Go through the records and show each line where the word "building" occurs.
─── Supplied entries
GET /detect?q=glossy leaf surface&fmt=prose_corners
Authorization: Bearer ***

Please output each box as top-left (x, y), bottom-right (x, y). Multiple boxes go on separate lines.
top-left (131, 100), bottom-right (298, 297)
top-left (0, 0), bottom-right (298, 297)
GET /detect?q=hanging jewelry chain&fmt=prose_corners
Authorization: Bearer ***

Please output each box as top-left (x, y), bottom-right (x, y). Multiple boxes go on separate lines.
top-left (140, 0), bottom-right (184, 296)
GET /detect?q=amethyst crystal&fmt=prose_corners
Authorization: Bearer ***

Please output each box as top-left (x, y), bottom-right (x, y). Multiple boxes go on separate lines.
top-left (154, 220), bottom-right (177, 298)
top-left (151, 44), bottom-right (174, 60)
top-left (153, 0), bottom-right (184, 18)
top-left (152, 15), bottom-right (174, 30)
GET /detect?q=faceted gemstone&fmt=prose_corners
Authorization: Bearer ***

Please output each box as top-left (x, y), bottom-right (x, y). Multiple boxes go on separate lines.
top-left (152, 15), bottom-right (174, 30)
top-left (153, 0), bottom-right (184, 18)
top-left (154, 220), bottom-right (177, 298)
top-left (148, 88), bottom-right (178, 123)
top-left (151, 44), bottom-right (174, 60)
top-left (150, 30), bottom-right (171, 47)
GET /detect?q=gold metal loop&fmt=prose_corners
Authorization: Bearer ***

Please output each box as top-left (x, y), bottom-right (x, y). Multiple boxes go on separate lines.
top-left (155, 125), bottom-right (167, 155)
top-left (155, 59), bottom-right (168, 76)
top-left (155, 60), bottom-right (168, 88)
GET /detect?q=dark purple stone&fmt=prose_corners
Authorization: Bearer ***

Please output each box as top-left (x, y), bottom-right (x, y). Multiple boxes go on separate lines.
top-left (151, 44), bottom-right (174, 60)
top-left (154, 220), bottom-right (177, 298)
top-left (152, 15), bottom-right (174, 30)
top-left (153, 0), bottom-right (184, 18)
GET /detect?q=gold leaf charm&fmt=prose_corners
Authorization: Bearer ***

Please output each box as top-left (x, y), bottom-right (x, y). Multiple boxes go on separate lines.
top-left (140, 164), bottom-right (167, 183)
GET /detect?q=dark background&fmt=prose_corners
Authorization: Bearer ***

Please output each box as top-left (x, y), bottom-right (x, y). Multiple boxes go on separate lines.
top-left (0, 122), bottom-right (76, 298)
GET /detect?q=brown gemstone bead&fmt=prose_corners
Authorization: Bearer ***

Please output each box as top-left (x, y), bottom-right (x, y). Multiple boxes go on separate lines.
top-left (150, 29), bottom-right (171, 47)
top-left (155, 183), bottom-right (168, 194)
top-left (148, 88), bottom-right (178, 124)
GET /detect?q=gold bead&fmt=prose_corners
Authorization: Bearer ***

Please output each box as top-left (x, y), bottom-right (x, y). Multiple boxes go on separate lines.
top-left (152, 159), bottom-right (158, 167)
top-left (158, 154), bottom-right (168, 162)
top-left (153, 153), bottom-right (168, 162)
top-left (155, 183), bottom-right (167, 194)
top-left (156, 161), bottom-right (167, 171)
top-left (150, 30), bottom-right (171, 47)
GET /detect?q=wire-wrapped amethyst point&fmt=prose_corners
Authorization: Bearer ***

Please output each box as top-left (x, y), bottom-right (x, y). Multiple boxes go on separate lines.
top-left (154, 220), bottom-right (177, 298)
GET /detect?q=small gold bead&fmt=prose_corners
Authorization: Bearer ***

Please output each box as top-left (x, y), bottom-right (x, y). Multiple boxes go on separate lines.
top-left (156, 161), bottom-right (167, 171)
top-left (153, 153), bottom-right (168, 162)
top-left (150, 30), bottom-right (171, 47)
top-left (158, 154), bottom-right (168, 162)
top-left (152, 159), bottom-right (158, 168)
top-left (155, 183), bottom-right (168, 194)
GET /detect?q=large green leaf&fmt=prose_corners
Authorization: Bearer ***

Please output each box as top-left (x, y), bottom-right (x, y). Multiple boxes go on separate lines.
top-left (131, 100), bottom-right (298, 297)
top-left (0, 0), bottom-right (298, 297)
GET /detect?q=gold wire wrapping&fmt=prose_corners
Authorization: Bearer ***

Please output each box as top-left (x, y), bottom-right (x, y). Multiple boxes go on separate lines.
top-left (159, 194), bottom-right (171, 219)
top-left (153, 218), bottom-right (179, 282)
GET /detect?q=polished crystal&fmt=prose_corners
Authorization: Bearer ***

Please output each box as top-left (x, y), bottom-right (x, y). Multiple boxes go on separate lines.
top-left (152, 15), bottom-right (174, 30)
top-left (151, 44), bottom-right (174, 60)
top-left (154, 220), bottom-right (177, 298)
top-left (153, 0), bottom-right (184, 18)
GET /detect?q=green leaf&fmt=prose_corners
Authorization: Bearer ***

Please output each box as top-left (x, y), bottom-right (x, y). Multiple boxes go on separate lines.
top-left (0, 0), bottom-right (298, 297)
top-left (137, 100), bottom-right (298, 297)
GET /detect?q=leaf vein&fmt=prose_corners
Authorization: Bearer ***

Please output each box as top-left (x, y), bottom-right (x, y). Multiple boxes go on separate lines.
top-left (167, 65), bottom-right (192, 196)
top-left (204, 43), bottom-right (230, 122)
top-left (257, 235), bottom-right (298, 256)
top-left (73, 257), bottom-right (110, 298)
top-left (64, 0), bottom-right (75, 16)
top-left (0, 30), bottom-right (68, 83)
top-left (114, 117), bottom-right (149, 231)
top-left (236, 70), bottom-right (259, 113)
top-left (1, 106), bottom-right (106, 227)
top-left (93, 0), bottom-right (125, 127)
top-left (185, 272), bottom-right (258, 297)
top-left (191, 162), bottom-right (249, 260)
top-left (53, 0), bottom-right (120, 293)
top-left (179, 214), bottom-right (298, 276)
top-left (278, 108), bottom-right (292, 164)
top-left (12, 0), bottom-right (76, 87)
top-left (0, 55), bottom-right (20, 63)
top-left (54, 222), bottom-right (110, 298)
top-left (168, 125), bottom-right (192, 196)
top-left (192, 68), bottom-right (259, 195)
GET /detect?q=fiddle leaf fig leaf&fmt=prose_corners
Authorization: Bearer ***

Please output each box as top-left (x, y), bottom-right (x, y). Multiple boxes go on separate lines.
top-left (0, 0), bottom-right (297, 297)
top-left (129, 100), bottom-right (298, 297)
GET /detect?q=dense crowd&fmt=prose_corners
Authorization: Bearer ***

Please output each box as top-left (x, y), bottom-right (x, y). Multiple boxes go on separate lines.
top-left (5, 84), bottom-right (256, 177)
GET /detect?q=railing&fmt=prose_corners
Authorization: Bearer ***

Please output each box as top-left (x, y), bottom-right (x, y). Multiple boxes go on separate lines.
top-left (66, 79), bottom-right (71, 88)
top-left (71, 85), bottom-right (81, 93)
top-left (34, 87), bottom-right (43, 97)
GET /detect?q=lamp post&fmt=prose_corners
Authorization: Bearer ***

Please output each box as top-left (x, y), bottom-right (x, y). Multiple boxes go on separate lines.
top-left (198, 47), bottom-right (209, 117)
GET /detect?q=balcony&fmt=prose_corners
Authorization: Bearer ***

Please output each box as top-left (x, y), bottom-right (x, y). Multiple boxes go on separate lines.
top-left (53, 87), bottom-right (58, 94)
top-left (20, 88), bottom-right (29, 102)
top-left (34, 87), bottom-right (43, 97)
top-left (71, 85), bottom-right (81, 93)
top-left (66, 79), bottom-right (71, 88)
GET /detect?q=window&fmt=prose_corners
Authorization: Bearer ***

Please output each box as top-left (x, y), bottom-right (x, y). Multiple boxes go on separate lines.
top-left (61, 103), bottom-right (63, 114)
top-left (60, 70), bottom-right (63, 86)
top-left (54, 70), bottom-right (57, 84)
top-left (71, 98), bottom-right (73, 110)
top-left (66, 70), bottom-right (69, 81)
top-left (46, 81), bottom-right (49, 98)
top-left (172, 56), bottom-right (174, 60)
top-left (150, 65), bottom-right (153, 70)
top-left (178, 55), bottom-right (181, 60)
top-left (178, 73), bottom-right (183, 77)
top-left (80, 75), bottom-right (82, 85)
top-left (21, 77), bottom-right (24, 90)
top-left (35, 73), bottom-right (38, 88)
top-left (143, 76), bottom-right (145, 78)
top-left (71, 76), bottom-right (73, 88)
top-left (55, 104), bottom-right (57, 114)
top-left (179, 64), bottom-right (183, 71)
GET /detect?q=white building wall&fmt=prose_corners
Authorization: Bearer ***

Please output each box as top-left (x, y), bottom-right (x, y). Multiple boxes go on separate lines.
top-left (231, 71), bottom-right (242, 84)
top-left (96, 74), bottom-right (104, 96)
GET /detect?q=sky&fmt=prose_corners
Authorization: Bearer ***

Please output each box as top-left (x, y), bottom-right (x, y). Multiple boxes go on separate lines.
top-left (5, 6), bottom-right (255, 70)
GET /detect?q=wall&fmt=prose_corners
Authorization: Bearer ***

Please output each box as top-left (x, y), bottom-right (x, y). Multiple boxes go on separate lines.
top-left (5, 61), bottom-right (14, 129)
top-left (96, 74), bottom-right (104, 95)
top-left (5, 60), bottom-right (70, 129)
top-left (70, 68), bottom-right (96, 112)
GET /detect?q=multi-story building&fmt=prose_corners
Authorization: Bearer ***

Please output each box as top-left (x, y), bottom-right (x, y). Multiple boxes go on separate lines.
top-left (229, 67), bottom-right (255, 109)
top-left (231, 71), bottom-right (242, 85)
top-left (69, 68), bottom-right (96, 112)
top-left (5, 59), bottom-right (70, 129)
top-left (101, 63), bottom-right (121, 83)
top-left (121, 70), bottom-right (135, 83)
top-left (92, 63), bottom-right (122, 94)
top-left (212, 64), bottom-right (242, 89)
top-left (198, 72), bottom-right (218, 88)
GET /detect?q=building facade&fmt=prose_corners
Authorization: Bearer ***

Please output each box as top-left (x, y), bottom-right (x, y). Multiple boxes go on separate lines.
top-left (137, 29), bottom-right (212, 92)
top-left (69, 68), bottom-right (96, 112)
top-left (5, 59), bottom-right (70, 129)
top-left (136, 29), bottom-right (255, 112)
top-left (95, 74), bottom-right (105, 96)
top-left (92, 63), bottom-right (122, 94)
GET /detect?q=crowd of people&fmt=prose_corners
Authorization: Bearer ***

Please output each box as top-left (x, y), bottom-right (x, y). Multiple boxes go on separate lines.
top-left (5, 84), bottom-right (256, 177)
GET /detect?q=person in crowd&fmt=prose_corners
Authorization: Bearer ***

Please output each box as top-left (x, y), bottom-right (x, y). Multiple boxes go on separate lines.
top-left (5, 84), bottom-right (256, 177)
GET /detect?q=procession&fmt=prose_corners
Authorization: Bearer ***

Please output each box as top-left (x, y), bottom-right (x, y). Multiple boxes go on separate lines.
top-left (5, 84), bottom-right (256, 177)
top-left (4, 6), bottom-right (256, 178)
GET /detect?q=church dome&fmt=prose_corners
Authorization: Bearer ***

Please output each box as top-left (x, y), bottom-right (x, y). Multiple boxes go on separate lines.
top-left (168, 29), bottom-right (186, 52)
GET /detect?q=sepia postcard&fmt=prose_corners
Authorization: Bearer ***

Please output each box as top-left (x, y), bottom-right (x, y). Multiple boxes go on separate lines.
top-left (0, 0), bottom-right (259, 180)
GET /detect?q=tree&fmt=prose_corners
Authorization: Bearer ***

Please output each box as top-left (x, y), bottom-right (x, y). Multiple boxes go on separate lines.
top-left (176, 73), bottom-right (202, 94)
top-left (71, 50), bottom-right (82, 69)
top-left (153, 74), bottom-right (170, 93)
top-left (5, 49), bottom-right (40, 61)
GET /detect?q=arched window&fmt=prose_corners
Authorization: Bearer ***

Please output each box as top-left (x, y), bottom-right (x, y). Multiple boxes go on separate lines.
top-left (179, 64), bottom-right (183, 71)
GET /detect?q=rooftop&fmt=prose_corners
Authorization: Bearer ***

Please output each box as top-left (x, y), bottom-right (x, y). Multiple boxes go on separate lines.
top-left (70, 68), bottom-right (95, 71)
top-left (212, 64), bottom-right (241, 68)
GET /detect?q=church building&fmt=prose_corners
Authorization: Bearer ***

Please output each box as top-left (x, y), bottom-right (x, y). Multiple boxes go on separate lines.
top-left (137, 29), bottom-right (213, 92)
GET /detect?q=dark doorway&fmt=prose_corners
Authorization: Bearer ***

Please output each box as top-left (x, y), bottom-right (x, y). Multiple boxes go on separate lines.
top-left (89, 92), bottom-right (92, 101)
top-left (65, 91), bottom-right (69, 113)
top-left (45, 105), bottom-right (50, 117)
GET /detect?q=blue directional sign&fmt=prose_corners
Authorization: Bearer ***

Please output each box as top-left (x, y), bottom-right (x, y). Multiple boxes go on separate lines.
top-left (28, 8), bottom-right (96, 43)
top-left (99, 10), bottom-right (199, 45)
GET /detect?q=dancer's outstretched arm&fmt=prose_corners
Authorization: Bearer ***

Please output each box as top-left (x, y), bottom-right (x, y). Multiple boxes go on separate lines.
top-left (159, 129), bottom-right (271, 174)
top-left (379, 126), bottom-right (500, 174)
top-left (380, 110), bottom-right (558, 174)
──────
Solution -
GET /detect?q=white building wall&fmt=prose_corners
GET /detect?q=multi-story building&fmt=prose_corners
GET /detect?q=building facade&fmt=prose_corners
GET /detect?q=church building&fmt=prose_corners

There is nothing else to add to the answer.